◆ **DIRECTIONS**: Only the lines below, from the one with "positive clicks: (14, 63)" through the one with "positive clicks: (136, 49)", are to be written out, exactly.

◆ **INPUT RECORDS**:
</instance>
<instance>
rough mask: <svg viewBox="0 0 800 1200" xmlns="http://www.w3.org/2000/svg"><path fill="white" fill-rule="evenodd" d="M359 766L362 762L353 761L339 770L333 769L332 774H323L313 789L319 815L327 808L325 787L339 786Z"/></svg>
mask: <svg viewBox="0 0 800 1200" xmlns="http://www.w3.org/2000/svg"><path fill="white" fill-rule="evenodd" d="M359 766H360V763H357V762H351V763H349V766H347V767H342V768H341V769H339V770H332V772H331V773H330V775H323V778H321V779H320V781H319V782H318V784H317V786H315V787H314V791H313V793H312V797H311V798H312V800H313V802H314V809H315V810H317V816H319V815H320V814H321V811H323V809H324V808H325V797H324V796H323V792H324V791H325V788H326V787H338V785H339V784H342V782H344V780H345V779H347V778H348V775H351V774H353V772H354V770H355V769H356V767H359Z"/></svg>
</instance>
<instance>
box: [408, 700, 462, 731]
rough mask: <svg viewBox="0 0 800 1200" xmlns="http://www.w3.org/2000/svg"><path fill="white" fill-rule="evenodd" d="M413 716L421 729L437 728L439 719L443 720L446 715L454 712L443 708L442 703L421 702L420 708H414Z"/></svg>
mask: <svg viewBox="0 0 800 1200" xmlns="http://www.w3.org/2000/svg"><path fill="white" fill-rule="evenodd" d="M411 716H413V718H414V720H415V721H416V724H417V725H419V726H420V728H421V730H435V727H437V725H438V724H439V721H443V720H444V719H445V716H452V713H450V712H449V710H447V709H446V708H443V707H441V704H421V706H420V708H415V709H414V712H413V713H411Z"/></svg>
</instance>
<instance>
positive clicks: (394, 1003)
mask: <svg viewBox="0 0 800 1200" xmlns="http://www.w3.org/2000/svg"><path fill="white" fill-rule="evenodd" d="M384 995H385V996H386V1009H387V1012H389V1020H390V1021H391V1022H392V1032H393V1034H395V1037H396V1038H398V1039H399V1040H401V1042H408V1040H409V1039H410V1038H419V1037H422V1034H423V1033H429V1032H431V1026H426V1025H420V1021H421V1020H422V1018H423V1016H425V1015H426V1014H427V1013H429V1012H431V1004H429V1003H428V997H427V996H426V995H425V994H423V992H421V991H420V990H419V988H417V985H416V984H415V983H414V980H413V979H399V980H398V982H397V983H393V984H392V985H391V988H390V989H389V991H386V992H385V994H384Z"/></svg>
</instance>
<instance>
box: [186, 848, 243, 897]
--
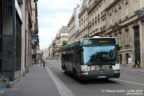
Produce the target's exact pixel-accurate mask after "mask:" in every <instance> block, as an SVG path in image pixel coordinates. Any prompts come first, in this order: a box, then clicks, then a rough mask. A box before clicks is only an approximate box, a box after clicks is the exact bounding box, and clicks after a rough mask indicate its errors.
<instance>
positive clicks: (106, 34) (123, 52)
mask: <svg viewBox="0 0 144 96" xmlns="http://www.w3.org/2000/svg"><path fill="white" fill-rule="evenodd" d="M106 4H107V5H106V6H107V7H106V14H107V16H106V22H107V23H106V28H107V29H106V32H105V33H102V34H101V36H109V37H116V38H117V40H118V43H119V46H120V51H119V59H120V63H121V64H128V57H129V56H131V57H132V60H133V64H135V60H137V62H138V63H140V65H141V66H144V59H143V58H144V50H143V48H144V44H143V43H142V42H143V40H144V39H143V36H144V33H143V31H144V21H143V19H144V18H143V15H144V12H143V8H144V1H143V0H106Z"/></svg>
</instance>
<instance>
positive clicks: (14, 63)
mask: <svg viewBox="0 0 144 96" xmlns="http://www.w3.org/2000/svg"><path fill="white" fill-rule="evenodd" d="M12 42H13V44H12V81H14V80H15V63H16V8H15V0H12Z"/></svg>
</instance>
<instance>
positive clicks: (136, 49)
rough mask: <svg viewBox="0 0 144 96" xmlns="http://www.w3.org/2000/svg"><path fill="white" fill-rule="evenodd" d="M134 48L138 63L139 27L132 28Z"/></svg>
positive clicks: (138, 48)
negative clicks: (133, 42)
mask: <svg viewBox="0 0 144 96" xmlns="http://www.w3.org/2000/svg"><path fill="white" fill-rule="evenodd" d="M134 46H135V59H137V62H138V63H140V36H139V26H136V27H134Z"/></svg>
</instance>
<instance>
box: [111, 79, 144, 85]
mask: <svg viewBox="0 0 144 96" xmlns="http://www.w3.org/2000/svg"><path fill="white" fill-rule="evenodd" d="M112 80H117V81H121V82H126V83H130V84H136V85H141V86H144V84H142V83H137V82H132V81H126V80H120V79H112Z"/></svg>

◆ **SOLUTION TO THE PROBLEM**:
positive clicks: (14, 63)
mask: <svg viewBox="0 0 144 96" xmlns="http://www.w3.org/2000/svg"><path fill="white" fill-rule="evenodd" d="M12 42H13V44H12V81H14V80H15V63H16V8H15V0H12Z"/></svg>
</instance>
<instance>
positive clicks: (136, 49)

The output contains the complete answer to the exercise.